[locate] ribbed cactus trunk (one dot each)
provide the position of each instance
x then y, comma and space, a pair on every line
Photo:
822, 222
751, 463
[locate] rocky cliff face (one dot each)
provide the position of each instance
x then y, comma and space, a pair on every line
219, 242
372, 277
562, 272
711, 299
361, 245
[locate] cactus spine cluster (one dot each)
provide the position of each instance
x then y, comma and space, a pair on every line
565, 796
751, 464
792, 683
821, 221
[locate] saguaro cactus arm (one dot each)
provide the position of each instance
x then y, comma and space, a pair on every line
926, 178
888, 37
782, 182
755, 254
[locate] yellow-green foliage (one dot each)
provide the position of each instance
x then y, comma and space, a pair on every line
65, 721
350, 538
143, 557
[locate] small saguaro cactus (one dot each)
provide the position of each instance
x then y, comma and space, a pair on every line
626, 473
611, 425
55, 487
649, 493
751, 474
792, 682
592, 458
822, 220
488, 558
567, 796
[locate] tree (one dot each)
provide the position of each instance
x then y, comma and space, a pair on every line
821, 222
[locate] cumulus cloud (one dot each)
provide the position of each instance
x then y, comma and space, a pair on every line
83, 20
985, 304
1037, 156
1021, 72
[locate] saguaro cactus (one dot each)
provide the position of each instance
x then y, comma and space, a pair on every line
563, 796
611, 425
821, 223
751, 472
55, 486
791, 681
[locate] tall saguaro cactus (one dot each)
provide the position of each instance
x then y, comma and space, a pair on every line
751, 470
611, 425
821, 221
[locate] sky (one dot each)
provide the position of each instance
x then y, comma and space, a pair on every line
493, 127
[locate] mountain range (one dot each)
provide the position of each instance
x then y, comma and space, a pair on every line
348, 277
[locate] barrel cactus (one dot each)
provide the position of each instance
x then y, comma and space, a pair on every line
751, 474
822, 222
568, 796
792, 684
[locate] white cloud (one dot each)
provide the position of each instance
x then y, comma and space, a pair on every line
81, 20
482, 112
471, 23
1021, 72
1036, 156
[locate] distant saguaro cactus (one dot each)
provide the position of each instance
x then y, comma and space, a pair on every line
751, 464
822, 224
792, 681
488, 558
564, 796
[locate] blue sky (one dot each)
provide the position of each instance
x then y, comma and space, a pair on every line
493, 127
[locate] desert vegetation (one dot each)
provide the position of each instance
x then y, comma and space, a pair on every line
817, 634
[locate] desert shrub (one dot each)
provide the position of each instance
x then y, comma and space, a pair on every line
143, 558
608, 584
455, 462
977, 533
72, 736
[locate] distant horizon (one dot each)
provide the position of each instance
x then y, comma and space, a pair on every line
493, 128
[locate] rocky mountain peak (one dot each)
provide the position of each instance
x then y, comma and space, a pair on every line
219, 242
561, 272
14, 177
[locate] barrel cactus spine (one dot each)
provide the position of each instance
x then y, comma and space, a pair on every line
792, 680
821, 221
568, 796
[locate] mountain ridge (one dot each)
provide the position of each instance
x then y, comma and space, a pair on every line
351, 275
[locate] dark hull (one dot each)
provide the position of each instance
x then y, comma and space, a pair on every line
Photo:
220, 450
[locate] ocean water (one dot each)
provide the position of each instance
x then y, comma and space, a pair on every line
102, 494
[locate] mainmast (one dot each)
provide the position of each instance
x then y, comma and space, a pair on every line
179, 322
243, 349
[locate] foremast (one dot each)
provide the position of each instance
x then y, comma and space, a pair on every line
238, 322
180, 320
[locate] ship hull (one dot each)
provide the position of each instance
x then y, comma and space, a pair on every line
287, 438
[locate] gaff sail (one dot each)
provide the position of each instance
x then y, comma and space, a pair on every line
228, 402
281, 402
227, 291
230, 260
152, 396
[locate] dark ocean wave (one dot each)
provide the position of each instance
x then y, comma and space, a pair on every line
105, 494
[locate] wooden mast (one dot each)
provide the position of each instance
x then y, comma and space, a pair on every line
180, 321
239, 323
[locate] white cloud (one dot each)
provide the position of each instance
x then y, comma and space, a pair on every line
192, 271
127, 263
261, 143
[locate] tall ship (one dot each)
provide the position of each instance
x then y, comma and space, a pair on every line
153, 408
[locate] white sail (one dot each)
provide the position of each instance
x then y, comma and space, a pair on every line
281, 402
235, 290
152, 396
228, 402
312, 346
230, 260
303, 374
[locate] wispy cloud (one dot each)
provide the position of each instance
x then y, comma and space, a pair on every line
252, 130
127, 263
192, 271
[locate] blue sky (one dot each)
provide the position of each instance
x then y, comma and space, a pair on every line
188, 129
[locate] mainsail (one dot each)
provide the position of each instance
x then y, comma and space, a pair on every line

TASK INSTRUCTIONS
Give every line of the records above as a JSON list of strings, with one string per line and any blank lines omitted.

IN RESPONSE
[
  "[locate] ribbed cactus trunk (one dot each)",
  "provide the position of each instance",
  "x then y, comma and space, a pair on every line",
  "Photo:",
  "822, 222",
  "751, 463",
  "[locate] rocky cliff face (one dot each)",
  "provide the position of each instance",
  "x then y, comma and space, a pair on every line",
  "219, 242",
  "372, 277",
  "562, 272",
  "711, 299",
  "361, 245",
  "[locate] cactus spine cluster (one dot each)",
  "provide the position of each instance",
  "x then y, comma and space, a pair on every line",
  "565, 796",
  "751, 464",
  "792, 683",
  "821, 221",
  "[locate] saguaro cactus arm (one dot each)",
  "provide the position of each instance",
  "x then y, comma and space, a pair on every line",
  "926, 178",
  "888, 37",
  "782, 182",
  "755, 254",
  "[locate] yellow-green foliage (one dot each)",
  "provide the position of each instance",
  "x then y, comma and space, a pair on every line",
  "65, 721",
  "350, 538",
  "143, 557",
  "[locate] small saguaro cactus (one dot each)",
  "provide the position of each instance",
  "x then y, comma and space, a pair on every line",
  "626, 473",
  "611, 425",
  "55, 487",
  "649, 493",
  "751, 474",
  "792, 682",
  "592, 458",
  "822, 220",
  "488, 558",
  "567, 796",
  "[locate] tree (one dot each)",
  "provide the position of each instance",
  "x then y, comma and space, a pair on every line",
  "821, 222",
  "[locate] cumulus cloud (one dot each)",
  "provide the position of each instance",
  "x then y, comma and space, a pair on every line",
  "83, 20",
  "985, 304",
  "1037, 156",
  "1021, 72",
  "[locate] saguaro cactus (one dot each)",
  "provide the position of each instance",
  "x then y, comma and space, a pair on every line",
  "563, 796",
  "611, 425",
  "821, 223",
  "751, 472",
  "55, 486",
  "791, 681",
  "[locate] tall saguaro cactus (one dot each)",
  "provide the position of each instance",
  "x then y, comma and space, a pair on every line",
  "751, 470",
  "611, 425",
  "821, 221",
  "[locate] sky (one dot each)",
  "provide the position of each instance",
  "x then y, comma and space, a pair on every line",
  "493, 127",
  "[locate] mountain range (one dot each)",
  "provide the position of each instance",
  "x then y, comma and space, a pair on every line",
  "348, 277",
  "[locate] barrel cactus (one dot each)",
  "provide the position of each instance",
  "x then y, comma and space, a pair on every line",
  "751, 474",
  "822, 222",
  "568, 796",
  "792, 684",
  "[locate] white cloud (one dot each)",
  "provide the position of each instance",
  "x then y, comma and space, a pair on every line",
  "81, 20",
  "482, 112",
  "471, 23",
  "1021, 72",
  "1036, 156",
  "[locate] distant saguaro cactus (one dot each)",
  "provide the position of each instance",
  "x then y, comma and space, a pair on every line",
  "751, 464",
  "822, 224",
  "792, 681",
  "488, 558",
  "564, 796",
  "[locate] blue sky (one dot each)",
  "provide the position of each instance",
  "x then y, comma and space, a pair on every line",
  "493, 127",
  "[locate] desert vegetation (one dot each)",
  "provide the position of each instance",
  "x then y, comma and space, a pair on every line",
  "817, 634",
  "[locate] desert shrub (one dot each)",
  "provide the position of each instance",
  "x then y, comma and space, a pair on every line",
  "143, 558",
  "608, 584",
  "455, 462",
  "977, 533",
  "72, 736",
  "[locate] distant horizon (one dot each)",
  "provide the position of each instance",
  "x then y, comma and space, a pair on every line",
  "493, 128",
  "[locate] rocky mountain peak (one dot each)",
  "provide the position of each instance",
  "x then y, comma and space, a pair on every line",
  "219, 242",
  "561, 272",
  "14, 177",
  "[locate] barrel cactus spine (one dot each)",
  "provide the position of each instance",
  "x then y, comma and space, a pair on every line",
  "792, 680",
  "821, 221",
  "568, 796",
  "[locate] mountain ridge (one dot each)",
  "provide the position of each instance",
  "x then y, comma and space, a pair on every line",
  "351, 275",
  "[locate] dark hull (one dot each)",
  "provide the position of each instance",
  "x then y, comma and space, a pair on every line",
  "Photo:",
  "220, 450",
  "[locate] ocean water (one dot each)",
  "provide the position of each instance",
  "x then y, comma and space, a pair on every line",
  "102, 494",
  "[locate] mainmast (one dot each)",
  "provide the position of each instance",
  "x then y, comma and space, a pair on every line",
  "179, 322",
  "243, 349",
  "[locate] foremast (one dot each)",
  "provide the position of each instance",
  "x then y, comma and space, a pair on every line",
  "238, 322",
  "180, 320",
  "[locate] ship hull (one dot each)",
  "provide the position of each instance",
  "x then y, comma and space, a pair on every line",
  "287, 438",
  "[locate] gaff sail (one dot each)",
  "provide the position of each instance",
  "x then y, comma and space, a pair on every line",
  "228, 402",
  "281, 402",
  "227, 291",
  "230, 260",
  "152, 396",
  "[locate] dark ocean wave (one dot each)",
  "provide the position of each instance",
  "x then y, comma and space, a pair on every line",
  "105, 494",
  "[locate] wooden mast (one dot each)",
  "provide the position of each instance",
  "x then y, comma and space, a pair on every line",
  "180, 321",
  "239, 323",
  "[locate] white cloud (one dot each)",
  "provide the position of each instance",
  "x then y, comma and space, a pair on every line",
  "192, 271",
  "127, 263",
  "261, 143",
  "[locate] tall ship (one dot each)",
  "provide the position of each instance",
  "x then y, comma and space, a pair on every line",
  "153, 408",
  "[locate] white sail (one dot each)",
  "provide the position of each instance",
  "x then y, comma and space, a pair on every line",
  "281, 402",
  "235, 290",
  "152, 396",
  "228, 402",
  "312, 346",
  "230, 260",
  "303, 374",
  "[locate] wispy cloud (one dot each)",
  "provide the position of each instance",
  "x then y, comma and space, a pair on every line",
  "252, 130",
  "127, 263",
  "192, 271",
  "[locate] blue sky (one dot each)",
  "provide the position of each instance",
  "x then y, comma and space, a pair on every line",
  "188, 129",
  "[locate] mainsail (one dot each)",
  "provide the position of each instance",
  "x then y, comma and space, a pair on every line"
]